Goal –
Copy out, word for word, the lines below from the one containing "of the porch" through the one containing "pixel 716 488", including both of those lines.

[Exercise materials start]

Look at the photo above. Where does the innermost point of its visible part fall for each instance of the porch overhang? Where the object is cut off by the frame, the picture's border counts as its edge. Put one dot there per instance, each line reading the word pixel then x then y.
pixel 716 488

[Exercise materials end]
[Exercise materials start]

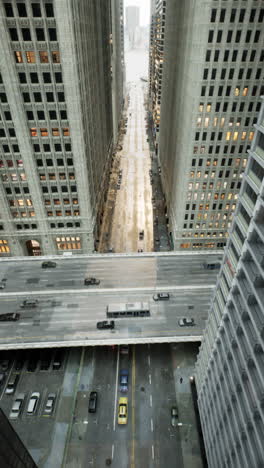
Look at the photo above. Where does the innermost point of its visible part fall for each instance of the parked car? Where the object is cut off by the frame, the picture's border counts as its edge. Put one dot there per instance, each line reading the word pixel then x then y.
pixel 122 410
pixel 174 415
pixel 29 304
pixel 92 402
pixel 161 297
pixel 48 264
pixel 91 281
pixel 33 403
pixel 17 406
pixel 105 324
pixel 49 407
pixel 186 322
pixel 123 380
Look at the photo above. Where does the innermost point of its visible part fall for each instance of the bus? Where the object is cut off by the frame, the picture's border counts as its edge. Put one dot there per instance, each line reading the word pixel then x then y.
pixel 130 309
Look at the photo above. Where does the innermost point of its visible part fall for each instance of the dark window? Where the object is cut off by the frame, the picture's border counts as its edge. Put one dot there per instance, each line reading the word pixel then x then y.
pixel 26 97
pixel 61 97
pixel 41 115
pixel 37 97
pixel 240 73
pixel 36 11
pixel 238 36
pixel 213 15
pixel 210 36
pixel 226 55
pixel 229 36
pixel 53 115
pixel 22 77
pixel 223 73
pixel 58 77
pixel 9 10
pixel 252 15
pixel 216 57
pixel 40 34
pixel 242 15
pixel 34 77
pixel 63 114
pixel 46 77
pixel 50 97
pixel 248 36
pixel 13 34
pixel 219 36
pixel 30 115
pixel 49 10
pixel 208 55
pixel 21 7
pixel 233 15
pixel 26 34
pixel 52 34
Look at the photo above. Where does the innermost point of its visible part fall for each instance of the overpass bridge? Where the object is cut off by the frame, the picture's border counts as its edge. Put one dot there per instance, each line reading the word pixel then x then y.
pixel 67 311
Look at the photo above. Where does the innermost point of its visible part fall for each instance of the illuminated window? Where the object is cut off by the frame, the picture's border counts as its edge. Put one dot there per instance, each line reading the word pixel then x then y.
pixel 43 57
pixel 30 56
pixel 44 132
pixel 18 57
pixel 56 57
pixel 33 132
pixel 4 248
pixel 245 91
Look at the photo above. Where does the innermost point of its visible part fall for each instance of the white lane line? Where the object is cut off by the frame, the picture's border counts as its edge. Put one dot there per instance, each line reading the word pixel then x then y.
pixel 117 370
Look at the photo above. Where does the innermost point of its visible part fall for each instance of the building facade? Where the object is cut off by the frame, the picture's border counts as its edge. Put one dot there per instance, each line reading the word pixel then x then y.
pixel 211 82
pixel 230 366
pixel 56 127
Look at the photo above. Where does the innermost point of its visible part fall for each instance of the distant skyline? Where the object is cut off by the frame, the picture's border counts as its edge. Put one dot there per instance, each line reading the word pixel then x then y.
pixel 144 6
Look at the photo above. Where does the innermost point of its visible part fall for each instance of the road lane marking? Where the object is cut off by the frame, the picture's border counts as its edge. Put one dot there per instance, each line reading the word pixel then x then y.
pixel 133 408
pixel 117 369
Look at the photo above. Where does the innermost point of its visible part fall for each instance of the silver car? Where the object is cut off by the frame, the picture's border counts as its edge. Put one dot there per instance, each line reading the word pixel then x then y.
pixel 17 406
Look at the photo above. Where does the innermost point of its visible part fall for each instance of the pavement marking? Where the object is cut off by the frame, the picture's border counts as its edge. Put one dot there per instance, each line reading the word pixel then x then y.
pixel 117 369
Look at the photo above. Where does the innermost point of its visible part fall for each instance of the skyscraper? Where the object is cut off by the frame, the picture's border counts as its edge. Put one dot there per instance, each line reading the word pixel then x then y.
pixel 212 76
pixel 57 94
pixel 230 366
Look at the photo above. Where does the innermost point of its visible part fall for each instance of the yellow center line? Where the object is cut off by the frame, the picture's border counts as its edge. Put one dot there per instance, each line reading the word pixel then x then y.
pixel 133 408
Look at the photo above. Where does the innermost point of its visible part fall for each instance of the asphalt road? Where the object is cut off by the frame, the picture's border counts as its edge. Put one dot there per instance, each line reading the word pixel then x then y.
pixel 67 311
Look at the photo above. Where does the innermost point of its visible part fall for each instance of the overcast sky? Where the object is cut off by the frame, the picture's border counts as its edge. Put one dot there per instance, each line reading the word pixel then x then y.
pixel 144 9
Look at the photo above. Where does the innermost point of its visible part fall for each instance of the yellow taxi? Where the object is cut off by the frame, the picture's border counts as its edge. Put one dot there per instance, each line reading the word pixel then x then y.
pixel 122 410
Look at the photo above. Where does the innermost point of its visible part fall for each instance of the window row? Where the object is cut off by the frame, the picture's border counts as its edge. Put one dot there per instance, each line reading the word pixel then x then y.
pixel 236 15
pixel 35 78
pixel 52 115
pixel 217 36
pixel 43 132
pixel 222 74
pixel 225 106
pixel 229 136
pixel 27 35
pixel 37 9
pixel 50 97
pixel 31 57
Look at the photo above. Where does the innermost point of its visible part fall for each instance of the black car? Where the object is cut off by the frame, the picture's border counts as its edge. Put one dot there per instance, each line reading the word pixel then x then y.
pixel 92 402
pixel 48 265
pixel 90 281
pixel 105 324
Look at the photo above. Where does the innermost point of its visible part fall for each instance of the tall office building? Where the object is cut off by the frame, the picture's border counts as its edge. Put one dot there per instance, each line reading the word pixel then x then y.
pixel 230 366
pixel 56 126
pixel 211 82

[Exercise materials end]

Completed exercise –
Look at the photo above. Where does the innermost point of its visible part fall for each instance of the porch overhang? Where the object is cut off by the frame, the picture's border counts as its edge. Put one dot there per instance, each line reading the word pixel then x then y.
pixel 716 488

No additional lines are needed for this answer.